> [TASK 1]:
Answer these from the text on the Edinburgh Castle concert video:
(a) Who was Master of Ceremonies at the concert?
(b) How many people attended the concert?
(c) On what formats was the video released in 1992?

Tubular Bells II, The Performance Live at Edinburgh Castle is a live concert video by Mike Oldfield released in 1992.

Background 
The video is a full faithful performance from the premiere concert of the Tubular Bells II album at Edinburgh Castle. The tour continued until the following October. John Gordon Sinclair performed the part of the Master of Ceremonies at the concert; on the album Alan Rickman was the Master of Ceremonies. The concert finishes with a reprise of "The Bell". Eight thousand people were at the concert in Edinburgh, Scotland.

It was released on VHS and Laserdisc in 1992, and later packaged with Tubular Bells III Live on DVD.

> [TASK 2]:
Rewrite each of the rows below with "ceiling cornice" changed to "crown molding" and everything else unchanged.

> [ENTRIES PROVIDED]:
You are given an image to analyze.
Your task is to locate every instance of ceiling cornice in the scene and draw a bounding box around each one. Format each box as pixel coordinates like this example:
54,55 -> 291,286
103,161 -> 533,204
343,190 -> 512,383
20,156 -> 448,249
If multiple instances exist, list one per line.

> [FULL OUTPUT 1]:
(a) John Gordon Sinclair
(b) Eight thousand
(c) VHS and Laserdisc

> [FULL OUTPUT 2]:
You are given an image to analyze.
Your task is to locate every instance of crown molding in the scene and draw a bounding box around each one. Format each box as pixel coordinates like this example:
54,55 -> 291,286
103,161 -> 533,204
343,190 -> 512,383
20,156 -> 448,249
If multiple instances exist, list one per line.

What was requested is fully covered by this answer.